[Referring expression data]
-------
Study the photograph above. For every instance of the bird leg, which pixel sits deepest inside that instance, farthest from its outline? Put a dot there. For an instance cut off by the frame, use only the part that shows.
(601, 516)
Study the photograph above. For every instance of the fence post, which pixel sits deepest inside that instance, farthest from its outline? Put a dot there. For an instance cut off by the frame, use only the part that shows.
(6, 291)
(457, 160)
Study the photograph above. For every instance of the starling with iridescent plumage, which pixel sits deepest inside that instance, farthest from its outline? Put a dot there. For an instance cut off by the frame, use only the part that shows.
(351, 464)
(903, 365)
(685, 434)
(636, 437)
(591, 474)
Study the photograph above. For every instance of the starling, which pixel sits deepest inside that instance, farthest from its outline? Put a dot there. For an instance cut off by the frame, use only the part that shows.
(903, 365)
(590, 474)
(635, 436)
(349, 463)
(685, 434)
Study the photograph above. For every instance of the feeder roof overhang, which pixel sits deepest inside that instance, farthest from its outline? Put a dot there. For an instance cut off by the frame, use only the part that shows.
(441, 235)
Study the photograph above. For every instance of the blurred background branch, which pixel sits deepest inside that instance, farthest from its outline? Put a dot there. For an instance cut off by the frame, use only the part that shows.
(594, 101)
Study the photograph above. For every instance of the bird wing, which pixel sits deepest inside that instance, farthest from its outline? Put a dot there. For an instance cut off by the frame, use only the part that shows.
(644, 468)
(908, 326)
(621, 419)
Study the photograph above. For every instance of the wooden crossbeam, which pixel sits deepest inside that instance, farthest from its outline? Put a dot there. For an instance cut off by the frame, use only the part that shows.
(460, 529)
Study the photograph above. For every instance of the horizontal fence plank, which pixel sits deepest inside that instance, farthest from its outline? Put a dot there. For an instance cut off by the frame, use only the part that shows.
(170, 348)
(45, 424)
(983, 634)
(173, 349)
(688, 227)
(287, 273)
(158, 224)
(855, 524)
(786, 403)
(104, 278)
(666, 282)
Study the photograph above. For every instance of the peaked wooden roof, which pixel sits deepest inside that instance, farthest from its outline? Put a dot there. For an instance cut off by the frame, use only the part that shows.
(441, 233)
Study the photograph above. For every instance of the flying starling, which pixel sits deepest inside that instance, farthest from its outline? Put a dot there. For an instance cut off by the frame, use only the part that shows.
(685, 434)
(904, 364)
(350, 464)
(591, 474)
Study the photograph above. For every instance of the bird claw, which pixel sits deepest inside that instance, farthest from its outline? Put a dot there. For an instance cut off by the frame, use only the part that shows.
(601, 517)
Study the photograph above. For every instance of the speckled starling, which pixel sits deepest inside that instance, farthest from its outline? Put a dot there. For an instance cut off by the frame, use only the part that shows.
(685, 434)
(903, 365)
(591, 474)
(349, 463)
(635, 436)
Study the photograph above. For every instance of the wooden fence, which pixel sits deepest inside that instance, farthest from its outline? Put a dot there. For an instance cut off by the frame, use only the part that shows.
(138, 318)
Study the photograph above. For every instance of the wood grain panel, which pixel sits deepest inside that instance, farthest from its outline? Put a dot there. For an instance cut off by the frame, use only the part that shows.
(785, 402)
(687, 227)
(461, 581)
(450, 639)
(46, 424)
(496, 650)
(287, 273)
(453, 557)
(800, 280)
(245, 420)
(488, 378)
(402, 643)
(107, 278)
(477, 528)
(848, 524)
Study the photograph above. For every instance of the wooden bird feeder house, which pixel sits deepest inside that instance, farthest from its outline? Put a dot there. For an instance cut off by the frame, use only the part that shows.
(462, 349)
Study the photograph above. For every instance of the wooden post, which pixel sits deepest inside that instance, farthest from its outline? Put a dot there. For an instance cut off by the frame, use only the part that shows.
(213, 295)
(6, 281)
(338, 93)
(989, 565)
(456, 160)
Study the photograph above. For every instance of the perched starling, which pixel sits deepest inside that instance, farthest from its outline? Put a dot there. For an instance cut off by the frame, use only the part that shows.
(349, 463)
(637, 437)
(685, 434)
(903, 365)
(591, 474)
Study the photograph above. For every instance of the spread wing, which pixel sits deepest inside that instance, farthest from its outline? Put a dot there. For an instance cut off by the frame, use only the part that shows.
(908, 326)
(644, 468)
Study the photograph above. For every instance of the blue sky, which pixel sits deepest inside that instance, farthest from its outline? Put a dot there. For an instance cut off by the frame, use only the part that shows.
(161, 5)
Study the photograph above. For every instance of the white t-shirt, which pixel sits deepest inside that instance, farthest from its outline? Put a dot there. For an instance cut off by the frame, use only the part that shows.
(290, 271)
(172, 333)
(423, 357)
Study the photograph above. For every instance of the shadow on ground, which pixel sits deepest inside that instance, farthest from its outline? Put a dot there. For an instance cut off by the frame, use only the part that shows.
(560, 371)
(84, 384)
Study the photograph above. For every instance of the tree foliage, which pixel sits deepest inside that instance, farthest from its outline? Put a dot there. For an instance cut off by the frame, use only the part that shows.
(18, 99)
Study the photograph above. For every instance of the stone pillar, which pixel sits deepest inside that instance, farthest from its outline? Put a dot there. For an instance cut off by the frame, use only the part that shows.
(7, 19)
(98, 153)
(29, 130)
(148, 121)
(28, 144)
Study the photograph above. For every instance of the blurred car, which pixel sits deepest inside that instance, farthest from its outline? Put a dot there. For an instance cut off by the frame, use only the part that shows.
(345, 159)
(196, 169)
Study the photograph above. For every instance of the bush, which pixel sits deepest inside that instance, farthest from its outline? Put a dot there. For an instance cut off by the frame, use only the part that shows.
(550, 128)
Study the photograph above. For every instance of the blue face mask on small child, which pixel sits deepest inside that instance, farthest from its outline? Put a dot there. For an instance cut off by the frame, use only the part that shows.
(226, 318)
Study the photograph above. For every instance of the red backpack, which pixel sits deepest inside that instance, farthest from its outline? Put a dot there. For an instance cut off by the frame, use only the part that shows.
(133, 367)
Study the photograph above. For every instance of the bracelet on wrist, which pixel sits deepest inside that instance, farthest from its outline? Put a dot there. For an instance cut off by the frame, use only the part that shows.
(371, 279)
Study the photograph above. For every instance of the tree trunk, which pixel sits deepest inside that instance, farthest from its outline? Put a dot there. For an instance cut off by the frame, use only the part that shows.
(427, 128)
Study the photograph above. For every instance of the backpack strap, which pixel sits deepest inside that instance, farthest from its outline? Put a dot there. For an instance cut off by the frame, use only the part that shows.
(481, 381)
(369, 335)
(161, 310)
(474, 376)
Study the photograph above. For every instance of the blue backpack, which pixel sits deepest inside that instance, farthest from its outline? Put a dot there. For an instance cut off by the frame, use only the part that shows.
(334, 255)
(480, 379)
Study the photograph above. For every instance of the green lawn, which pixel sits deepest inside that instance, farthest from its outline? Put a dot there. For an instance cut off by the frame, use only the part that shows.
-------
Task objective | Each entry above has to be duplicated exactly as it stands.

Reply to the task |
Study the photograph above. For every instance of the bird leg, which pixel sits deepest inside that instance, farthest from its outline? Put a dot there. For an instance cut off by the frame, use only the part that shows.
(601, 516)
Study the photograph above. For every instance of the fence post, which pixel sits deepest inside that instance, farthest from its outline? Put a dot there. For an instance cut off by the frame, use only the part that shows.
(6, 291)
(457, 160)
Study the photograph above. For every instance of the starling with iridescent plumage, which pixel sits deepest inside that instance, farthest from its outline? Put a dot there. For an instance cut off by the frame, use only the part that shows.
(351, 464)
(903, 365)
(685, 434)
(636, 437)
(591, 474)
Study the photograph above. For every instance of the starling, which pixel sits deepest inside that instance, farthest from its outline? Put a dot there. For an instance cut off by the frame, use only the part that shows.
(903, 365)
(590, 474)
(635, 436)
(349, 463)
(685, 434)
Study the photograph above. For every instance of the feeder roof overhang, which pixel sits deepest inside that instance, farthest from its outline? Put a dot there. For an instance cut off by the frame, use only the part that shows.
(441, 235)
Study the photograph above. For every instance of the blurred background branch, which pixel sits deepest inside that instance, farthest from its outline? Put a dot there. For an instance cut off by the frame, use only the part that shows.
(594, 101)
Study the photograph above. For every instance of the bird wing, which pixel sits deepest inside that instance, farthest from its outline? Put a dot there. For an instance cut off by the frame, use only the part that shows.
(644, 468)
(908, 326)
(621, 419)
Study the photograph above. For every instance of the wooden crossbeam, which pixel sits deepest inside that instance, farthest from its outline? Put a dot there. For an instance cut off by the frame, use only the part that shows.
(460, 529)
Study the photograph above. For every instance of the horizontal fence plank, which pixel sits deepest inside that instance, farthest from its outline? Put a dot there. For an instance cut off by the frame, use only the part that shows.
(170, 348)
(45, 424)
(983, 634)
(173, 349)
(688, 227)
(287, 273)
(158, 224)
(855, 524)
(786, 403)
(104, 278)
(666, 282)
Study the photograph above. For every instance of the peaked wooden roof, which pixel sits deepest inside that instance, farthest from its outline? Put a dot there. For an instance cut off by the frame, use only the part that shows.
(441, 233)
Study the photograph above. For every instance of the flying starling, which pixel sits deepest inside that instance, farthest from its outline? Put a dot there. For an instance cut off by the frame, use only the part that shows.
(685, 434)
(904, 364)
(350, 464)
(591, 474)
Study the photograph above. For every instance of the bird claw, which pixel sits deepest inside that instance, farthest from its outline? Put a dot there. For an instance cut off by the frame, use only the part that shows.
(601, 517)
Study the photograph above. For every instance of the speckled starling, which pixel sits deepest inside that instance, farthest from its outline? Put a dot there. For an instance cut off by the frame, use only the part that shows.
(685, 434)
(903, 365)
(591, 474)
(349, 463)
(635, 436)
Study the photograph above. For every instance of the wooden fence, which pixel sits deepest inside that instance, farthest from its outline? Put a dot there. For an instance cut off by the frame, use only the part that shows.
(138, 318)
Study the photograph above. For every instance of the wood grain panel, which pixel sits deepest inside that instance, farthest from its outline? Put a dot there. For an instance cut off by the frame, use only the part that shows.
(785, 402)
(687, 227)
(461, 581)
(450, 639)
(46, 424)
(496, 650)
(287, 273)
(453, 557)
(800, 280)
(245, 420)
(488, 378)
(402, 643)
(107, 278)
(477, 528)
(848, 524)
Study the photograph above. For every instance of the wooden bird feeder house, which pixel sits deepest inside that instance, farthest from its outline? Put a dot there. For an instance cut off by the frame, use only the part that shows.
(462, 349)
Study the photograph above. For every instance of the wooden post, which pixel sits deepest inside that instance, farthest from its outline? Put a dot there. For an instance cut off by the frame, use only the part that shows.
(213, 295)
(6, 281)
(338, 93)
(989, 565)
(456, 160)
Study the photograph above. For every instance of the perched starling, which pixel sits deepest inside that instance, farthest from its outline? Put a dot there. For an instance cut off by the frame, use only the part that shows.
(349, 463)
(637, 437)
(685, 434)
(903, 365)
(591, 474)
Study the photograph above. For every instance of the spread wing, which pixel sits deepest inside that instance, farthest from its outline? Put a dot there. For an instance cut off by the frame, use only the part that shows.
(908, 326)
(644, 468)
Study the photograph above. For every instance of the blue sky, which pixel sits deepest inside that instance, farthest from its outline? Put a dot there. For an instance cut off by the frame, use only the part that shows.
(161, 5)
Study the photograph above. For every instance of the white t-shirt, which pixel sits deepest inside that instance, farthest from its outline? Put a dot there. For an instance cut off by the frame, use only the part that shows.
(290, 271)
(172, 333)
(423, 357)
Study the photograph above. For every instance of the shadow on ground, which pixel sits deepest inside that instance, farthest from its outline? Put a dot there. For an instance cut off by the frame, use only the part that shows.
(560, 371)
(84, 384)
Study the photograph above. For every instance of the tree foliage, which pixel sits deepest inside that instance, farthest from its outline? Put a dot there. For an instance cut off by the frame, use only the part that shows.
(18, 99)
Study the photograph above. For every instance of the stone pillar, which pixel sits deepest inside that instance, farthest from its outline? Put a dot there. For an instance cut off by the frame, use only the part that shows.
(7, 19)
(98, 153)
(29, 130)
(148, 121)
(28, 144)
Study the photograph above. For every instance of the blurred car, which pixel sits deepest inside that instance, farthest from its outline? Put a dot there. For an instance cut off by the frame, use only the part that shows.
(345, 159)
(196, 169)
Study the photograph above. For every instance of the bush, which pixel sits deepest inside that instance, farthest from its outline? Put a dot there. For an instance cut off by the frame, use only the part that shows.
(550, 128)
Study the photograph above. For every instance of the blue face mask on small child, which pixel sits deepest inside that instance, farthest from its outline? Put a dot there. For an instance cut off by the frame, use only the part that shows.
(226, 318)
Study the photograph above. For every instance of the red backpack, which pixel sits deepest inside that instance, farthest from its outline? Put a dot there. For an instance cut off by the frame, use only the part that shows.
(133, 367)
Study the photograph above. For every instance of the bracelet on wrist, which pixel sits deepest inside that instance, farthest from its outline? Put a dot there. For an instance cut off by the frame, use only the part that shows.
(371, 279)
Study the photograph above. For every instance of the tree trunk, which pixel sits deepest inside that instance, farthest from its outline? Put a dot there. For an instance cut off by the frame, use only the part that shows.
(427, 128)
Study the photograph above. For every instance of the backpack strap, which pixel sits deepest inside that instance, farthest from its outline? Put a dot there. For an instance cut off by the frame, use only the part that shows.
(481, 381)
(369, 335)
(161, 310)
(474, 376)
Study the photograph above. For every instance of the blue backpack, which pixel sits deepest inside that instance, farthest from its outline? Put a dot there. For an instance cut off by the frame, use only the part that shows.
(334, 255)
(480, 379)
Study the photograph above. For every instance of the green lawn, which pixel sits deepest inside that instance, farthest from its outline? Put a dot there. For an instance cut off by the frame, use only the part that shows.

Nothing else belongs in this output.